THE TASK: List, word for word, each line of the records below that contains the word "mask".

══ DATASET ══

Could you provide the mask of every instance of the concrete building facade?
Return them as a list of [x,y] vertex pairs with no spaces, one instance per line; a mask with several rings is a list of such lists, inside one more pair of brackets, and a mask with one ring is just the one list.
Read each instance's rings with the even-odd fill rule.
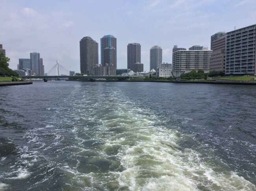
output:
[[111,35],[105,35],[100,38],[100,51],[102,66],[108,67],[106,73],[114,74],[114,75],[115,75],[117,69],[117,39]]
[[130,43],[127,45],[127,69],[132,70],[132,64],[141,63],[141,45]]
[[24,68],[31,69],[31,63],[29,58],[19,58],[19,69],[22,70]]
[[172,71],[173,64],[164,62],[158,65],[156,75],[157,78],[169,78],[173,76]]
[[176,77],[192,70],[210,71],[211,50],[178,51],[173,53],[173,73]]
[[132,70],[134,72],[143,72],[144,71],[144,65],[142,63],[134,63],[132,64]]
[[213,52],[210,58],[210,71],[225,72],[226,37],[224,36],[211,42]]
[[93,75],[93,68],[98,65],[98,44],[89,36],[82,38],[80,45],[81,74]]
[[173,53],[178,51],[186,51],[186,49],[184,48],[178,48],[177,45],[174,45],[173,48]]
[[45,66],[43,64],[43,58],[40,58],[40,75],[44,76],[45,75]]
[[123,73],[128,73],[130,69],[117,69],[117,75],[122,75]]
[[226,35],[225,32],[219,32],[211,36],[211,50],[213,50],[213,42],[214,40],[219,39],[219,38]]
[[70,76],[74,76],[75,75],[75,71],[69,71],[69,75]]
[[227,33],[226,75],[254,74],[256,24]]
[[162,50],[159,46],[154,46],[150,49],[150,70],[156,71],[158,64],[162,63]]
[[3,45],[0,44],[0,54],[3,54],[4,55],[6,55],[6,49],[3,49]]
[[109,65],[108,64],[105,65],[100,64],[98,66],[94,68],[94,73],[95,76],[115,76],[116,71],[113,65]]
[[40,54],[34,52],[30,53],[30,63],[31,69],[37,76],[40,74]]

═══

REPLY TO THE TASK:
Could you provide the mask of every instance of the concrete building facade?
Return them as a list of [x,y] vertex pairs with no spaces, one instance per line; a mask with several rings is a list of such lists, inside one more pair of brackets, and a mask with one ring is just the one list.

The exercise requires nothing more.